## begin DATA RECORDS
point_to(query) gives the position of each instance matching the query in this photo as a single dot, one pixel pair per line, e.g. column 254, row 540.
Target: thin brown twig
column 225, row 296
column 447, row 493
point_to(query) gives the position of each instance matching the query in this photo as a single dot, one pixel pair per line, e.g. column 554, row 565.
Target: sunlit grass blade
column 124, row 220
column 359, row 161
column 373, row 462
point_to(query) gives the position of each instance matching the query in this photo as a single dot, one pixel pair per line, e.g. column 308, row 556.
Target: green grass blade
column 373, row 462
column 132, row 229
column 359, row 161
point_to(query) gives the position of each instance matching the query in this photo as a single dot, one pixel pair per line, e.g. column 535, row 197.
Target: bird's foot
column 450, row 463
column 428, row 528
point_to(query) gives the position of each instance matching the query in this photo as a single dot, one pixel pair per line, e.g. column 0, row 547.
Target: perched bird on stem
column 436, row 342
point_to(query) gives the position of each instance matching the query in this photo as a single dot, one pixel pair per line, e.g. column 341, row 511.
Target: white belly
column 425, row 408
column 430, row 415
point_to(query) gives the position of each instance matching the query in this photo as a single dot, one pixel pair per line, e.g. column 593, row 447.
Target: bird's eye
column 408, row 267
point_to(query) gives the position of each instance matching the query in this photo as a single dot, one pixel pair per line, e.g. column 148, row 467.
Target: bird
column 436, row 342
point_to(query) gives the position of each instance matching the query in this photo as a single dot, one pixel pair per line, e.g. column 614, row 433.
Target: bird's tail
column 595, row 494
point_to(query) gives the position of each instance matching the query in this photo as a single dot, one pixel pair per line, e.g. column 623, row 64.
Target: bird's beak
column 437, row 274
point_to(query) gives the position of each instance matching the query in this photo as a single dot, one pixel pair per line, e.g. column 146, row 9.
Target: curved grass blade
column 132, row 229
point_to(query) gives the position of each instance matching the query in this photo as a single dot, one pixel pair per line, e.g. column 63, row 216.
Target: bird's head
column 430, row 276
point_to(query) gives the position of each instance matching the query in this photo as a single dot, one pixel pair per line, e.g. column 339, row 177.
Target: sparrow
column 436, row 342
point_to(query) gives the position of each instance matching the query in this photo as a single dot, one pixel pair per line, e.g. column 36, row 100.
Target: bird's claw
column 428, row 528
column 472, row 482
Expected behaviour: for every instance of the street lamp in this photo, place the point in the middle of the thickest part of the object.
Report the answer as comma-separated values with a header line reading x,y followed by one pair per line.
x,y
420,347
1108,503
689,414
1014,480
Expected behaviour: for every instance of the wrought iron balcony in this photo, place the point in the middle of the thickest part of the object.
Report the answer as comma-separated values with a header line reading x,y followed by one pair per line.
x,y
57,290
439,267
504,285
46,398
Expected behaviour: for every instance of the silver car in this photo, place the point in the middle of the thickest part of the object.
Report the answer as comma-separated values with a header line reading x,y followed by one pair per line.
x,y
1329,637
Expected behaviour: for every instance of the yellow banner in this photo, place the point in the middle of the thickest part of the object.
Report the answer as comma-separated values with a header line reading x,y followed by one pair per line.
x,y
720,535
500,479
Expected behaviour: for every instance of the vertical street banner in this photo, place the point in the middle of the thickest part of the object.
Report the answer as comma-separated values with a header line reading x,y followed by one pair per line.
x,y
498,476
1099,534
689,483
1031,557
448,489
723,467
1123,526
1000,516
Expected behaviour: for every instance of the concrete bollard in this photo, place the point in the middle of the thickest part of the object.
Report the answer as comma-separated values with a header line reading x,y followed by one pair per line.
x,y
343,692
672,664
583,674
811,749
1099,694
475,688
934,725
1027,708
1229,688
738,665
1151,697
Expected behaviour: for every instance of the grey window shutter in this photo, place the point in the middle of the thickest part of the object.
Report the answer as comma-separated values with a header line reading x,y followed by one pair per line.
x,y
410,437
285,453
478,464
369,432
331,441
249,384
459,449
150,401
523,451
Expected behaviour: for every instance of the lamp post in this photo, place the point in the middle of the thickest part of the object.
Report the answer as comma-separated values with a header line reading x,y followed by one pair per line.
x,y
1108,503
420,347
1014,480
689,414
## end DATA RECORDS
WHAT IS NEEDED: Copy the data from the line containing "Expected behaviour: for every instance of the lamp" through the end of the data, substituting "street lamp" for "lamp post" and leaving all else unchanged.

ANSWER FOR THE TASK:
Expected behaviour: for every instance of the street lamp in this photo, place the point in the middle of the thickest part of the object.
Report the answer as comma-separated values with a header line reading x,y followed by one pair per line.
x,y
1108,503
420,347
1014,480
689,414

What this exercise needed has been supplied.